## begin Text provided

Principle:Sgl project Sglang Generation Program Execution
| Knowledge Sources | |
|---|---|
| Domains | Frontend_DSL, Execution, LLM_Programming |
| Last Updated | 2026-02-10 00:00 GMT |
Overview
An execution mechanism that runs SGLang generation programs against a backend, supporting single execution, batch execution, and streaming modes.
Description
Generation program execution takes a defined @sgl.function and runs it against the configured backend. The .run() method executes a single program instance with the given arguments and returns a ProgramState containing all generated variables and the full conversation text. The .run_batch() method executes multiple instances in parallel with thread pooling for throughput optimization. Both methods accept default sampling parameters that apply to all sgl.gen() calls within the program.
Usage
Use .run() for individual program execution and .run_batch() for processing multiple inputs efficiently. Streaming mode (stream=True) enables real-time output for interactive applications.
Theoretical Basis
Execution follows a compile-and-dispatch pattern:
- Compile: The @sgl.function body is traced to build an execution graph
- Dispatch: The graph is sent to the backend for execution
- Collect: Results (generated text, variables) are collected into ProgramState
Batch execution uses thread pools to maximize throughput:
- Each program instance runs in its own thread
- The backend handles request batching at the server level
- Thread count is auto-tuned based on batch size (num_threads="auto")

## end Text provided
## begin Information supplied

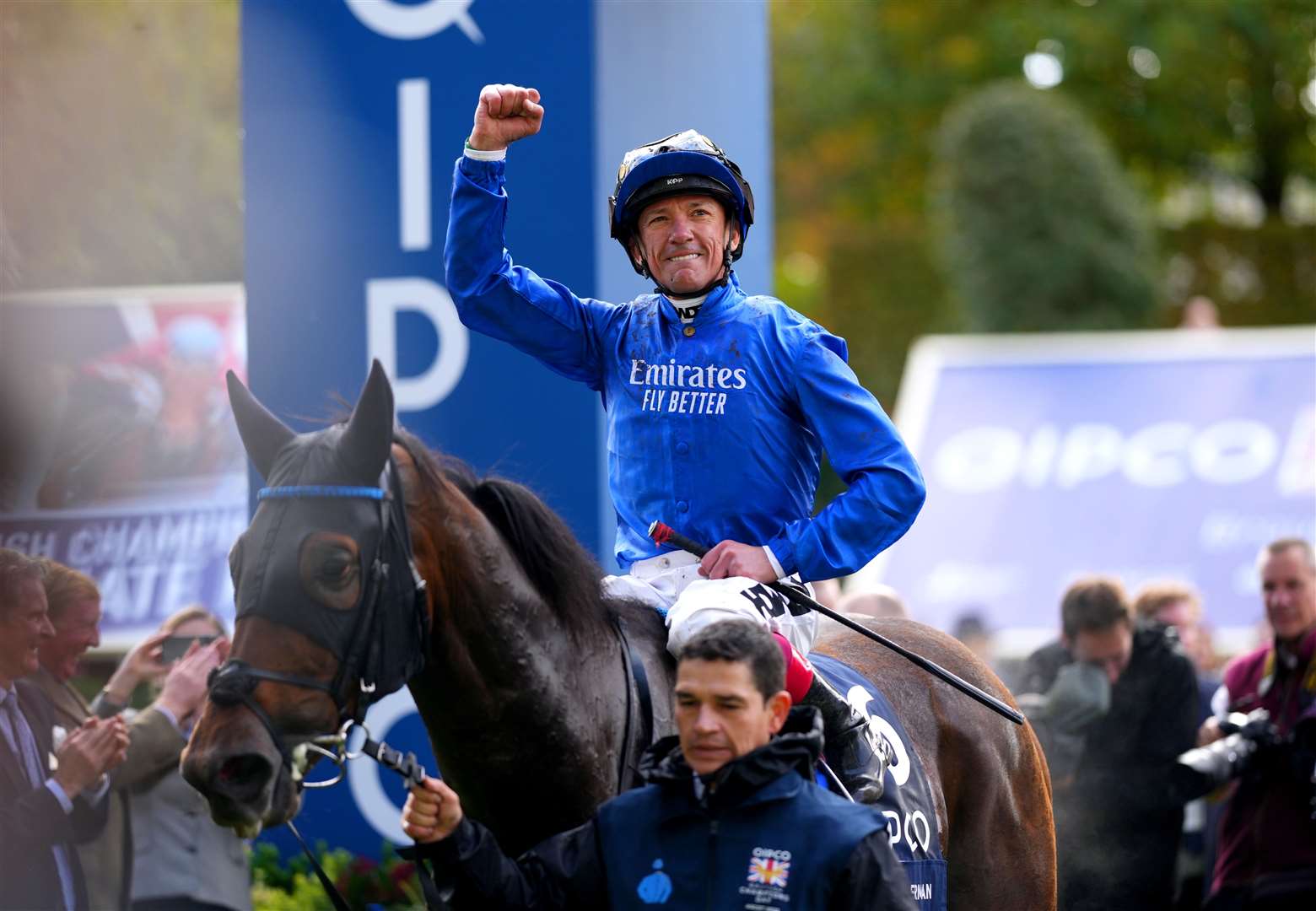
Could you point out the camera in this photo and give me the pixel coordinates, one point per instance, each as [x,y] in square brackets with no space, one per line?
[1203,769]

## end Information supplied

— Task set —
• 1. Name the steps of the compile-and-dispatch pattern that the SGLang execution text describes.
• 2. Transcribe the passage of the SGLang execution text that begins with the words "Principle:Sgl project Sglang" and ends after the words "and streaming modes.".

— Answers per task —
• 1. Compile, Dispatch, Collect

• 2.
Principle:Sgl project Sglang Generation Program Execution
| Knowledge Sources | |
|---|---|
| Domains | Frontend_DSL, Execution, LLM_Programming |
| Last Updated | 2026-02-10 00:00 GMT |
Overview
An execution mechanism that runs SGLang generation programs against a backend, supporting single execution, batch execution, and streaming modes.